- **Exercise details**
Lines before the one containing "[tag] mottled brown" are excluded. Repeat that line and every line after it, exactly.

Object point labels:
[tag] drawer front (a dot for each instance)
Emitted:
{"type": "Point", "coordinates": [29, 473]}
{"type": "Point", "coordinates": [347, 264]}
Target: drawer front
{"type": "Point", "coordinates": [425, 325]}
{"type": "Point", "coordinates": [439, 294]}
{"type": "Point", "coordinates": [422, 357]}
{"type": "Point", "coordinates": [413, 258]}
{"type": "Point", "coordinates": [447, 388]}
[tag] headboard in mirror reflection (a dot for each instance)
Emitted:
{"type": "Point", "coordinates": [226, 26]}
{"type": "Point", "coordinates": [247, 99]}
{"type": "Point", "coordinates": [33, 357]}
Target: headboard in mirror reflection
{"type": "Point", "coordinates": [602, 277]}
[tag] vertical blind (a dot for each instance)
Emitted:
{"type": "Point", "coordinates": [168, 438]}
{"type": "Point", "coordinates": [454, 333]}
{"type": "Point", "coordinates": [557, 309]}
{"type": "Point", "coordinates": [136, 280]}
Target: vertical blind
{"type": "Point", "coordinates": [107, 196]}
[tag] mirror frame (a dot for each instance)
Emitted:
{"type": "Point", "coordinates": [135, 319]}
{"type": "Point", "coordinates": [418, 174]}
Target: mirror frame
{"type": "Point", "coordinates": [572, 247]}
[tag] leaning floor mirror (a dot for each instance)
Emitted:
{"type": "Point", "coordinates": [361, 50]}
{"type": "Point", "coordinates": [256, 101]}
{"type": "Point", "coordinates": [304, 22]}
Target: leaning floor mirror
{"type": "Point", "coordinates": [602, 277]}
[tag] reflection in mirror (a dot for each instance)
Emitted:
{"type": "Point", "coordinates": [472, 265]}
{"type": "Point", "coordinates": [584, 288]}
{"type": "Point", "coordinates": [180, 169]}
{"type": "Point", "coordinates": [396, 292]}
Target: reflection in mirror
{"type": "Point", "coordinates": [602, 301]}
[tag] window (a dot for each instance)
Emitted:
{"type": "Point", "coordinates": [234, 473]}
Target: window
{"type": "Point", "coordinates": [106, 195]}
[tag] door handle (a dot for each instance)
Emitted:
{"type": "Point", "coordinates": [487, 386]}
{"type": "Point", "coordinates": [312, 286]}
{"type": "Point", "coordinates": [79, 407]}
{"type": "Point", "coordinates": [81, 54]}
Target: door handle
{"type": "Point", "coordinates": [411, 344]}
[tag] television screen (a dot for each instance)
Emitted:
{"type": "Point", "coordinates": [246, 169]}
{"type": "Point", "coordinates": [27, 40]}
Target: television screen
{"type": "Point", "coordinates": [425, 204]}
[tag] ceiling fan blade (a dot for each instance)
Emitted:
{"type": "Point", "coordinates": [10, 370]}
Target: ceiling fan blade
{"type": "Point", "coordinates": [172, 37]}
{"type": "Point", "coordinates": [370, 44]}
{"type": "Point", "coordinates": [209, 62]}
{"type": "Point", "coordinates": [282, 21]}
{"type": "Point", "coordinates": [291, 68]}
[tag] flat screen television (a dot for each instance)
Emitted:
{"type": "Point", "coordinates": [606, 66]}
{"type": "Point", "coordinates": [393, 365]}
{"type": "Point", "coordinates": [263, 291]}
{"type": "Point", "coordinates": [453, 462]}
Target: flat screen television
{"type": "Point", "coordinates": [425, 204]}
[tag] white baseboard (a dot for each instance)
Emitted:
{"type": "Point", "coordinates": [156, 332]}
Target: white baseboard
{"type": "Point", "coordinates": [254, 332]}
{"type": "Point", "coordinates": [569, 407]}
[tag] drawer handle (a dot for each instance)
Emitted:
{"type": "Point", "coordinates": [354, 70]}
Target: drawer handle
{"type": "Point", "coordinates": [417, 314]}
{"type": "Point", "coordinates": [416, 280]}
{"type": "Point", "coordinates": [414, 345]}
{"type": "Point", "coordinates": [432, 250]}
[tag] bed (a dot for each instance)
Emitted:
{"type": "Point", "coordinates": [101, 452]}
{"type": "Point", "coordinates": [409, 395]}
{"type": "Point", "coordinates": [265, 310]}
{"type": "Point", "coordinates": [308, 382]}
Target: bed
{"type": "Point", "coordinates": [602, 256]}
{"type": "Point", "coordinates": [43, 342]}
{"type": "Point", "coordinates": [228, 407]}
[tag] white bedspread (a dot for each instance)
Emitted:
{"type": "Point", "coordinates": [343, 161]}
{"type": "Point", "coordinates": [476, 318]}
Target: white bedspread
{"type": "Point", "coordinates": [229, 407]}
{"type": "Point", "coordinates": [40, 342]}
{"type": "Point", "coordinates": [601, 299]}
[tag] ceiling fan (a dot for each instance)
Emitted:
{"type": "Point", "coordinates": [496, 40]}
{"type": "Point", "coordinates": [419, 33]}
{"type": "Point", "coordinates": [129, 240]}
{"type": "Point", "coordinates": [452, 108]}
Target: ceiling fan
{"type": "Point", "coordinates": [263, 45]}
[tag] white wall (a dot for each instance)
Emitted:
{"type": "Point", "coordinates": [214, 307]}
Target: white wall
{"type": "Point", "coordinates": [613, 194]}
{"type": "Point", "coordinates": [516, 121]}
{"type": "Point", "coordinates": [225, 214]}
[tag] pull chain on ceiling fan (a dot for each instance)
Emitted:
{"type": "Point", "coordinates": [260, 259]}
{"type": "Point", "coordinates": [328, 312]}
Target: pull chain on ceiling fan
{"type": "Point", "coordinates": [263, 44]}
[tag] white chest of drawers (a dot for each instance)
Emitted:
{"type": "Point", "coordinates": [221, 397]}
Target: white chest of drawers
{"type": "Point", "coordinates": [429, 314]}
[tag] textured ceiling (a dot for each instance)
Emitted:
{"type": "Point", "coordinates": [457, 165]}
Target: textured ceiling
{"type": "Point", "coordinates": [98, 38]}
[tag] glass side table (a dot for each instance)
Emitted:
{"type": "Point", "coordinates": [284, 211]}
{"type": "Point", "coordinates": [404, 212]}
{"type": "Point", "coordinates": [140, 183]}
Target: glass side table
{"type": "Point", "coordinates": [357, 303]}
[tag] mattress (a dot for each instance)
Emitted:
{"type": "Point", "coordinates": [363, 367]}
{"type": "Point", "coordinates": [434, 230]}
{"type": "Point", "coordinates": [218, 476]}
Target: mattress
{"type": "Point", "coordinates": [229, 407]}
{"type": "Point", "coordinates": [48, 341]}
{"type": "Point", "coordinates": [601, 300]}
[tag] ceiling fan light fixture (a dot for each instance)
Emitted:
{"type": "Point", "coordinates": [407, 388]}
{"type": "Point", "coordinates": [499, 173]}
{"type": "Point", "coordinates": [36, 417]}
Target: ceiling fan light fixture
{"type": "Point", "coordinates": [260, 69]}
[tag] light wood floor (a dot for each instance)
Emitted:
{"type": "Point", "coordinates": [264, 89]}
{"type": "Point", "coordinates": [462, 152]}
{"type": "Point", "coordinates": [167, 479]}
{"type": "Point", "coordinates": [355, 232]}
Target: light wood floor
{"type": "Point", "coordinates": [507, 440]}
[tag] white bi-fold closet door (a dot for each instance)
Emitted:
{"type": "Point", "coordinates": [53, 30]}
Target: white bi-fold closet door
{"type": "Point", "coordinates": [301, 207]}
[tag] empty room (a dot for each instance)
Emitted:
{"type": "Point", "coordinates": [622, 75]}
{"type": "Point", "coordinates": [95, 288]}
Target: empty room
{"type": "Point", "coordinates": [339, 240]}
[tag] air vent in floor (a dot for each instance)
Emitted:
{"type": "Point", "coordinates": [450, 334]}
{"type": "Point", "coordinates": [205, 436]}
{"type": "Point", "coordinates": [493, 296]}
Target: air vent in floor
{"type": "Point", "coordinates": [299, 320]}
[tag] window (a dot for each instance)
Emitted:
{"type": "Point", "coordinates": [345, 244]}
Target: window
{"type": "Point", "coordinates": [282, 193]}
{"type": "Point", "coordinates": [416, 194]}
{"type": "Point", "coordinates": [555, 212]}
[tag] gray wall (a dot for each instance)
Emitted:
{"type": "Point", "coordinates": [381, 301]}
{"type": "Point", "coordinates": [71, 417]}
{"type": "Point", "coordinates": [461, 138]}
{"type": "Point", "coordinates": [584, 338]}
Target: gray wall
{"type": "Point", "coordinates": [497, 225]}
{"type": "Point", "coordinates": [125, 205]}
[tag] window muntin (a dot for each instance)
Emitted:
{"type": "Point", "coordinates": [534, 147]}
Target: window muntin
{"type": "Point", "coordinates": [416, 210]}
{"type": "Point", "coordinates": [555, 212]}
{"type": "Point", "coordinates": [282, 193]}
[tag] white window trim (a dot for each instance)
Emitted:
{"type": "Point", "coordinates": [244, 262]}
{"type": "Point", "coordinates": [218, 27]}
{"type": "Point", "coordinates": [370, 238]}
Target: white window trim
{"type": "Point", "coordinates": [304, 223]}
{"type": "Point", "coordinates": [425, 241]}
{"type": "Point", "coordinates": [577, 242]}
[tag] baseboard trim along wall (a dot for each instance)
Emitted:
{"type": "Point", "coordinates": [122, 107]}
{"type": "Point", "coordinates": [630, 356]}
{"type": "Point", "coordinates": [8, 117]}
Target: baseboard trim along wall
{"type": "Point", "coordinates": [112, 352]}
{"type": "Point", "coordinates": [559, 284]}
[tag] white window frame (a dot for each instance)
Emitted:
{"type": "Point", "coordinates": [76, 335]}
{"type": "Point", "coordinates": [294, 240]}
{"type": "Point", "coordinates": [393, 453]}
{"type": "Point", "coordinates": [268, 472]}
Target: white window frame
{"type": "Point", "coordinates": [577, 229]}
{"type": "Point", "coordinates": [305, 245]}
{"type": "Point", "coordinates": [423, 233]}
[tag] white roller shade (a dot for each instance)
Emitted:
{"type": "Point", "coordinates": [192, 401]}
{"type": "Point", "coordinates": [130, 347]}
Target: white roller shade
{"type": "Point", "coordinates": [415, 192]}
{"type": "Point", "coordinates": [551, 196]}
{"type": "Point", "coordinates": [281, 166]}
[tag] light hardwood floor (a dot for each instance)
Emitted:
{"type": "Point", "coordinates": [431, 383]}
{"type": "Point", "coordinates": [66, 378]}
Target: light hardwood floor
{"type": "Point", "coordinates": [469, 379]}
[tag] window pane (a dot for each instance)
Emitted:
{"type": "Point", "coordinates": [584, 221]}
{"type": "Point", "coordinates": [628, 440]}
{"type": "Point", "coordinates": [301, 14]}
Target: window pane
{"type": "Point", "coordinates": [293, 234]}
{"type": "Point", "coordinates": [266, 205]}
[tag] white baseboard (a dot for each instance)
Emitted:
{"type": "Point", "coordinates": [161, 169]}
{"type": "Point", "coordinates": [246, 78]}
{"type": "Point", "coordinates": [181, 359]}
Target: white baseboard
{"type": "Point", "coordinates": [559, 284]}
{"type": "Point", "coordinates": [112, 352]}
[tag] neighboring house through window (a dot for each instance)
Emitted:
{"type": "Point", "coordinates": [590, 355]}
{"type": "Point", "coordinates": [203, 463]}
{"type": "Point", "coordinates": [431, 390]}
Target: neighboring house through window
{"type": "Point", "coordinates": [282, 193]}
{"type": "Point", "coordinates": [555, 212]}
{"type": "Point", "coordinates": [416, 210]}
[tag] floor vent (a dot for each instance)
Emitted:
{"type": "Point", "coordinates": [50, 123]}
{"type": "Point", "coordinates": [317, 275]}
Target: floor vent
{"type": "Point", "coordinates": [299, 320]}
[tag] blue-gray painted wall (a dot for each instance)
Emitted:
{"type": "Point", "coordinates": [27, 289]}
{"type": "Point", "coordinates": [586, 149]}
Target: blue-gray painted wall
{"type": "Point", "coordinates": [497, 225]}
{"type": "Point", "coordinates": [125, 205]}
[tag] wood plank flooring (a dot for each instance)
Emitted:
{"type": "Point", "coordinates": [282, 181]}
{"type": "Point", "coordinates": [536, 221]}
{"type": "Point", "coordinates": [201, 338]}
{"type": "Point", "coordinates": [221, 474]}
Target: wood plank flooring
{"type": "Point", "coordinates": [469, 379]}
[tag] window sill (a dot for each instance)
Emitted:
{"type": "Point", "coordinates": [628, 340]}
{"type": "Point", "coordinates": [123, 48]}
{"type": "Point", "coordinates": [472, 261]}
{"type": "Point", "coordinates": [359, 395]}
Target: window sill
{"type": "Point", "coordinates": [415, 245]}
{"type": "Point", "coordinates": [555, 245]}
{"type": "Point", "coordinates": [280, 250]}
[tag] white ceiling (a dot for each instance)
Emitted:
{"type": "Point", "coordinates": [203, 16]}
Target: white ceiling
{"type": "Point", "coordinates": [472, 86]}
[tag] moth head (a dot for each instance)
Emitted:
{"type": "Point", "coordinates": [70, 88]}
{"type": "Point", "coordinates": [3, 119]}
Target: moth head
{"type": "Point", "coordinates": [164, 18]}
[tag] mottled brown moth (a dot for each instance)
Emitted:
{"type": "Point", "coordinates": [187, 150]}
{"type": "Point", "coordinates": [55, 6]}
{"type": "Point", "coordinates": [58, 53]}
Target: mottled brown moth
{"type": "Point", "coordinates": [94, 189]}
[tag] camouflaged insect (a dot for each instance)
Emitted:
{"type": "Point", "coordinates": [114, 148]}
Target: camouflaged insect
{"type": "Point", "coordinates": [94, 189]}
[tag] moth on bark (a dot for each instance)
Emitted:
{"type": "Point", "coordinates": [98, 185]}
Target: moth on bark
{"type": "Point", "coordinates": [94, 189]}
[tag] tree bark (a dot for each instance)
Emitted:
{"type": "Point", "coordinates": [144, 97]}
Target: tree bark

- **Finished exercise**
[tag] mottled brown moth (a dot for each instance)
Emitted:
{"type": "Point", "coordinates": [187, 150]}
{"type": "Point", "coordinates": [55, 6]}
{"type": "Point", "coordinates": [58, 53]}
Target: mottled brown moth
{"type": "Point", "coordinates": [94, 189]}
[tag] camouflaged insect (a dot for each instance)
Emitted:
{"type": "Point", "coordinates": [114, 148]}
Target: camouflaged insect
{"type": "Point", "coordinates": [94, 189]}
[tag] moth on bark (a dot for each instance)
Emitted:
{"type": "Point", "coordinates": [98, 185]}
Target: moth on bark
{"type": "Point", "coordinates": [94, 189]}
[tag] tree bark (a dot for each instance)
Emitted:
{"type": "Point", "coordinates": [144, 97]}
Target: tree bark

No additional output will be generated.